*DOCUMENT EXTRACT:*
* * *
McColl Center may have a new name and a new look, but artist residencies remain its heartbeat.
Windgate Foundation, based in Little Rock, Arkansas, awarded McColl Center a $3.5 million endowment grant to support its nationally recognized artist residency program.
Why it matters: Local arts organizations lost $50 million in revenue due to the pandemic. Grant funding provides stability for the program going forward.
- McColl Center will receive a portion of endowment interest, around $140,000 annually, starting in September 2022.
- The institution also received $281,600 from Foundation for the Carolinas Infusion Fund in July, as well as CARES Act funding.
What’s new: McColl Center shortened its name from McColl Center for Art + Innovation. It also adopted a new logo, which pays homage to the original logo by keeping the signature M.
The big picture: Over 450 artists have come through the artist residency program during the McColl Center’s 22-year history, four of which are in-residence now. Resident artists are provided with:
- 24/7 studio access
- Lab space
- A monthly stipend
- Last fiscal year, 96 artists were paid over $120,000.
What they’re saying: “The residency is the reason the McColl Center was established in the first place and really is the heart and soul of what we do,” McColl Center President & CEO Alli Celebron-Brown told Axios Charlotte.
What’s next: McColl Center created nine subsidized studios for local artists and new artist entrepreneurship workshops.
* * *
*ASSIGNMENT:*
Pick up the article on the McColl Center's residency grant right after its final sentence and carry it forward.

(Items stored from a collection)
* * *
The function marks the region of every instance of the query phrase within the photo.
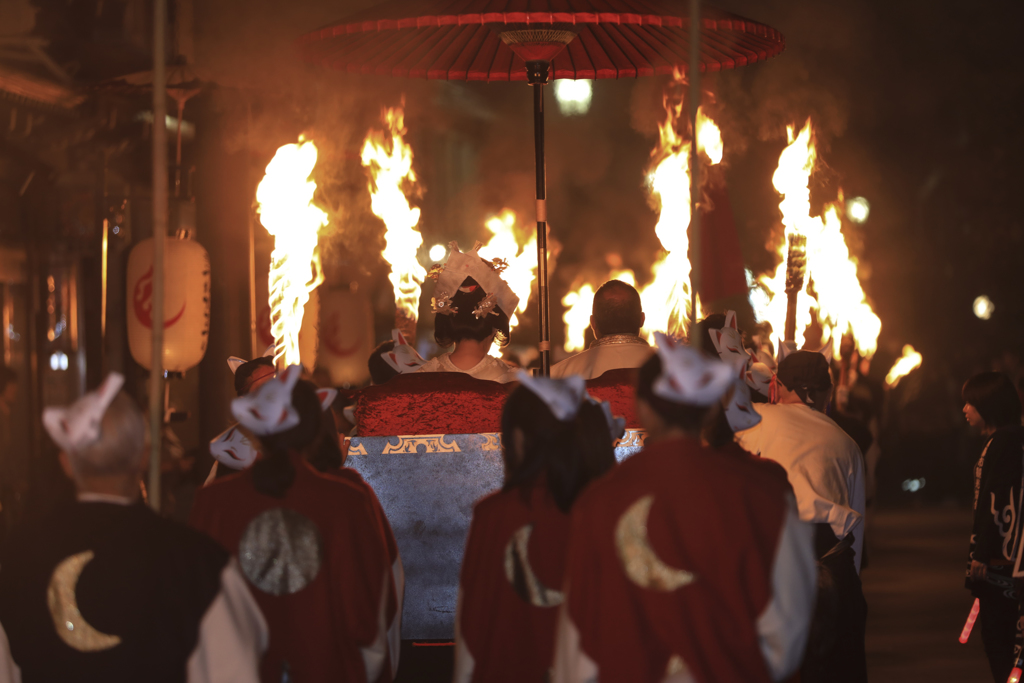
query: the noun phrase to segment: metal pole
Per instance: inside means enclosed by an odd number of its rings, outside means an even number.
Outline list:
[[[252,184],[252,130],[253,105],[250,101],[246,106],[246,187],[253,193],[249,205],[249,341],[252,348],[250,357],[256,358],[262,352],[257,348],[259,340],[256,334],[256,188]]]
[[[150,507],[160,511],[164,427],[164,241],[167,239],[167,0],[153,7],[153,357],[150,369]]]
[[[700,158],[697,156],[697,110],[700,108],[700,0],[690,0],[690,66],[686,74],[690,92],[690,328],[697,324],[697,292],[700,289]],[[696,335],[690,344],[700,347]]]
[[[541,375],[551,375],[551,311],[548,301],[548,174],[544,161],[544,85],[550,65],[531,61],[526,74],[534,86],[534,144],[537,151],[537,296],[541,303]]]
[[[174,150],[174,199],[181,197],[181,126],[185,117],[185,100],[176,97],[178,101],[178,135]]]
* * *
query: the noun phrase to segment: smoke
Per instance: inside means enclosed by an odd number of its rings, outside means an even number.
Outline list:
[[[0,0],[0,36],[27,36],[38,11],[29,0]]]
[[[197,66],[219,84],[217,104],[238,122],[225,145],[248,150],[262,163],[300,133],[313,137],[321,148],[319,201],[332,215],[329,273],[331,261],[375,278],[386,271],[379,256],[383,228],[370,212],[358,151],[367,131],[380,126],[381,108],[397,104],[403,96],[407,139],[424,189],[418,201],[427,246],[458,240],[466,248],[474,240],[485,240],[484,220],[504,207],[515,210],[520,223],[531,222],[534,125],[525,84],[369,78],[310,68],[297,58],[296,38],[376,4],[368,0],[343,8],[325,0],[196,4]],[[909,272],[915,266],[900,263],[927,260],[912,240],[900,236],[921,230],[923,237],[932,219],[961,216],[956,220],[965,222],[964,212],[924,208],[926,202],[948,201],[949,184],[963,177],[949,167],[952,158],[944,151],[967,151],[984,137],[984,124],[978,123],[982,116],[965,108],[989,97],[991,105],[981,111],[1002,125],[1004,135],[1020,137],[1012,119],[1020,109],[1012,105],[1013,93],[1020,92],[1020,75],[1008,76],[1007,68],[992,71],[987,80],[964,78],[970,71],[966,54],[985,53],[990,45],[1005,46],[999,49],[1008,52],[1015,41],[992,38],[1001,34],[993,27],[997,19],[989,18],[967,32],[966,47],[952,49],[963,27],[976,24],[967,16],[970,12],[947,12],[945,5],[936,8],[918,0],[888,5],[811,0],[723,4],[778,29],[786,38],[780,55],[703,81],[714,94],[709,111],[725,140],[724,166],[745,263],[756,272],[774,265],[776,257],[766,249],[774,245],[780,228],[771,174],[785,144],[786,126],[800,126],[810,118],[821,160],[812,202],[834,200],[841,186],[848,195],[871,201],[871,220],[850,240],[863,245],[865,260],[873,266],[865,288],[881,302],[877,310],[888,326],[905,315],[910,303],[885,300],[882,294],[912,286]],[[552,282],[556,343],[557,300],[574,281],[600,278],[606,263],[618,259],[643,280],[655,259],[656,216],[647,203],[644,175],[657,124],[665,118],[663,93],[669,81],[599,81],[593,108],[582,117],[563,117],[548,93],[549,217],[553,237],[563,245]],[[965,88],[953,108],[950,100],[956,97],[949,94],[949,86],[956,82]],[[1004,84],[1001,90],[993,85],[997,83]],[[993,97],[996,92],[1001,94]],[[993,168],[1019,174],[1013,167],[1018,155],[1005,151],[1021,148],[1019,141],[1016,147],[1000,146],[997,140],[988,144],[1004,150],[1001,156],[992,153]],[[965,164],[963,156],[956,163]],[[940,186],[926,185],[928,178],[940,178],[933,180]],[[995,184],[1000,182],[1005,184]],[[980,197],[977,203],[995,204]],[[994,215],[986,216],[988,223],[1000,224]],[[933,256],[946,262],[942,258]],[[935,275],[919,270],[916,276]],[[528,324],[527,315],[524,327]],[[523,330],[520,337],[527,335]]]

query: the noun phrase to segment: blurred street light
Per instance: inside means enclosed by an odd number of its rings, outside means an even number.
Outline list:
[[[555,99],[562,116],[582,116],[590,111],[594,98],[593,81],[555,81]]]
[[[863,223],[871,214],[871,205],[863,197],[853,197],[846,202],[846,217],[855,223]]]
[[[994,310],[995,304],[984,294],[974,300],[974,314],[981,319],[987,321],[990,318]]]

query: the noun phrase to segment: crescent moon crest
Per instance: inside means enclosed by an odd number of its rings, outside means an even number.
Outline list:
* * *
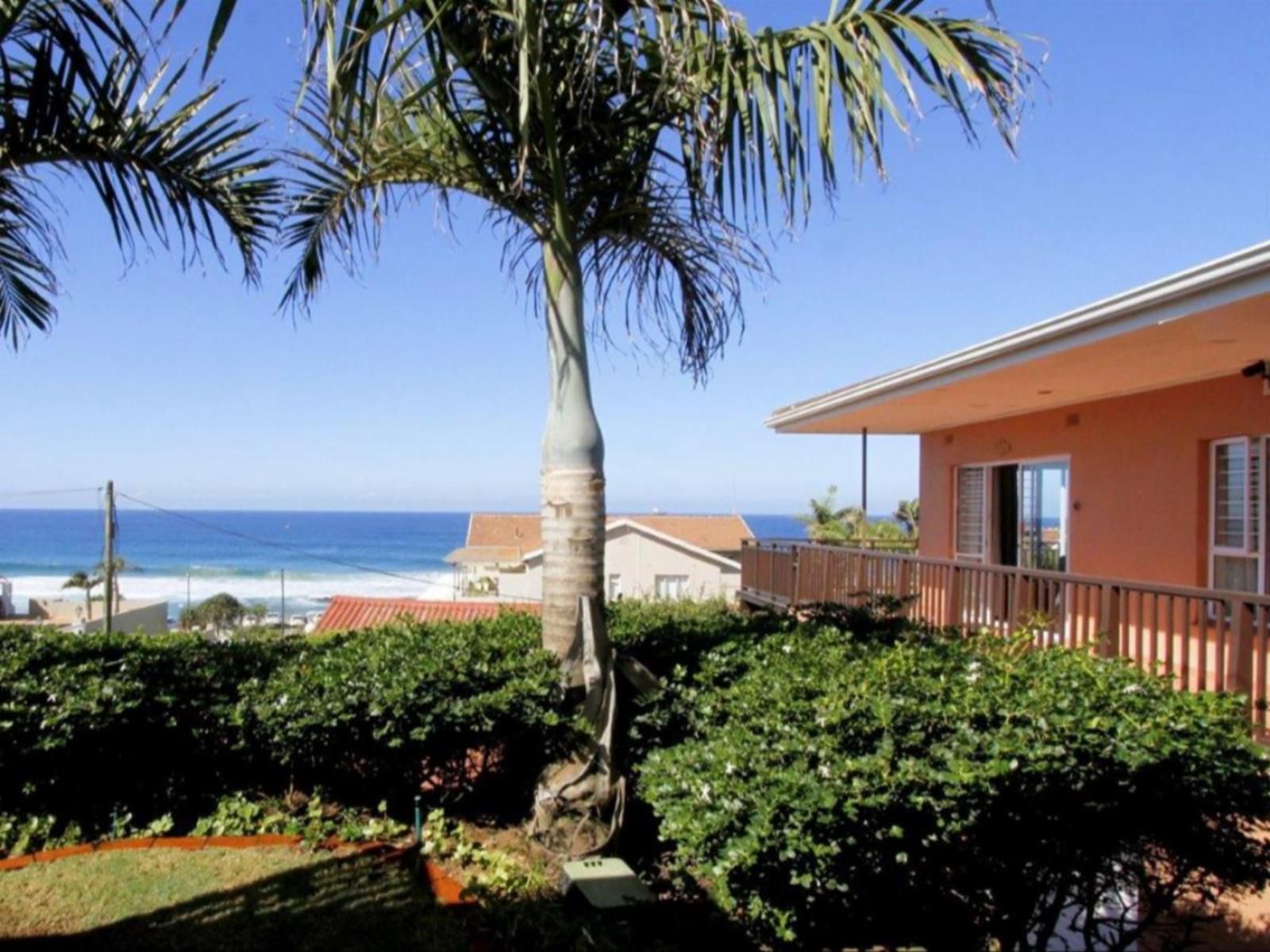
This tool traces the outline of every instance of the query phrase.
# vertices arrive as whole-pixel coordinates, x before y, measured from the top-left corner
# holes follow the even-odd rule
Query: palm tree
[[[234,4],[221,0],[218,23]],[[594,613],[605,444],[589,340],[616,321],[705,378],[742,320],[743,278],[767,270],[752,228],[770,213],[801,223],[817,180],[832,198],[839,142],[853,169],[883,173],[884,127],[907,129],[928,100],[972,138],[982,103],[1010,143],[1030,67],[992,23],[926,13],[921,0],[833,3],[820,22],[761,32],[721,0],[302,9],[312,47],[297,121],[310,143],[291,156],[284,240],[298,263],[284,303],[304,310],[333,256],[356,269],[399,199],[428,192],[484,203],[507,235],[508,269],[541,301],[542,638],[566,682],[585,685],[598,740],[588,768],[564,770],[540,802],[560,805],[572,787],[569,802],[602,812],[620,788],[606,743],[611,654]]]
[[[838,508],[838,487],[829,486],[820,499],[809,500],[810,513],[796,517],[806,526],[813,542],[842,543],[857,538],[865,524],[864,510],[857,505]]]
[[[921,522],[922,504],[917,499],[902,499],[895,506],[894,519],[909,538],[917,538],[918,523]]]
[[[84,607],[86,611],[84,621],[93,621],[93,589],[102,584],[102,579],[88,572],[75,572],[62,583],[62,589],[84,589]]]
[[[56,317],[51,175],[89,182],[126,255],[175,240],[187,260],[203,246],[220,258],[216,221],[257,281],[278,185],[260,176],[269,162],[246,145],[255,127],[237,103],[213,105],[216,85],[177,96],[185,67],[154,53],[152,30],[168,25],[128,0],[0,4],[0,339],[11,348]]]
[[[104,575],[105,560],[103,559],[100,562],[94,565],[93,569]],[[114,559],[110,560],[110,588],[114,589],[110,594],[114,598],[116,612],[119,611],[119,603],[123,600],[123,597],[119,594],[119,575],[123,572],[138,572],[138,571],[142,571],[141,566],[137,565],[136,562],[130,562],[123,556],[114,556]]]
* * *
*RESULT OF THE TASK:*
- They converted their third floor into rentable studios.
- Studios range from $200-$400 per month and access to McColl labs, which include tools most home studios do not have, like 3-D printing and laser cutting machines.
- The goal is to deepen the connection between McColl Center and local creatives.
- They will hire a new programs director before 2022.
- “That role, as an addition to our staff, will allow us to continue to push things forward and to be creative thinkers,” McColl Center Vice President and creative director Jonell Logan told Axios Charlotte.
More on the rebrand: The logo is black and white at its core, with the option of inserting an artist’s work into the M.
- It was developed with local creative agency Wray Ward.
- “Visually for me, it represents a lot of what we have done,” Logan said. “We’re building off of our history with the M, but it also expands beyond that and suggests this notion of growth and transformation.”